- _Saved entries_

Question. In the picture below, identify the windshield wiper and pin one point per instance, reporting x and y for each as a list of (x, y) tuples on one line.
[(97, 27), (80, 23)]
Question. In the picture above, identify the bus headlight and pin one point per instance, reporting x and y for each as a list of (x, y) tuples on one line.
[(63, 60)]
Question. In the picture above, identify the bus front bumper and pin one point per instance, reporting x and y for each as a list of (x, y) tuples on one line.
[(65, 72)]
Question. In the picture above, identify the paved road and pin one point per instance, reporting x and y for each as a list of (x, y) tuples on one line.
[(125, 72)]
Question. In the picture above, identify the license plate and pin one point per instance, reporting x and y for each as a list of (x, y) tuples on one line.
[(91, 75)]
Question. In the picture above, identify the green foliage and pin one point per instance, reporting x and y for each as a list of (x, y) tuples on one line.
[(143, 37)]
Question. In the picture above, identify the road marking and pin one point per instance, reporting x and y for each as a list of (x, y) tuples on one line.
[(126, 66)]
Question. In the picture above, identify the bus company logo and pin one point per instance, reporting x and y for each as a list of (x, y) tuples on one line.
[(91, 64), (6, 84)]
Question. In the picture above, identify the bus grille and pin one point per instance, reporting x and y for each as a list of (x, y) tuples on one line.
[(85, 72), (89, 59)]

- _HOW TO COMPLETE THIS TASK_
The records above need to be written out once more, exactly.

- _ANSWER FOR THE TASK_
Question. In the picture below, identify the windshield wiper and pin one point per instance, reporting x and y for each as a list of (x, y) tuples on one line.
[(97, 27), (80, 23)]
Question. In the picture above, identify the bus headlight and pin one point per instance, reporting x and y for each as a list of (x, y) tuples on one line.
[(63, 60)]
Question. In the picture above, identify the bus front bumper and pin one point per instance, reporting x and y for each as a list of (x, y) tuples on one line.
[(65, 72)]
Question. In the picture above, identify the paved road and pin one point per instance, reporting x and y for each as a list of (x, y) tuples on one line.
[(125, 72)]
Question. In the picture above, identify the license plate and pin one point per instance, reporting x and y for each as a list of (x, y) tuples on one line.
[(91, 75)]
Question. In the picture above, identify the green foliage and pin one point per instance, reporting x and y for each as a list of (x, y) tuples on one line.
[(143, 37)]
Question. In the picture above, identify the road marking and pin one point per instance, reporting x and y for each as a list of (x, y) tuples on one line.
[(126, 66)]
Question. In the picture above, identify the bus company logo and pin one point per instance, reporting x and y for each as a list of (x, y) tuples on one line.
[(91, 64), (6, 84)]
Question. In the picture above, identify the bus grille and pin one point per instance, reporting x and y for each as a list of (x, y) tuples on one line.
[(85, 72), (89, 59)]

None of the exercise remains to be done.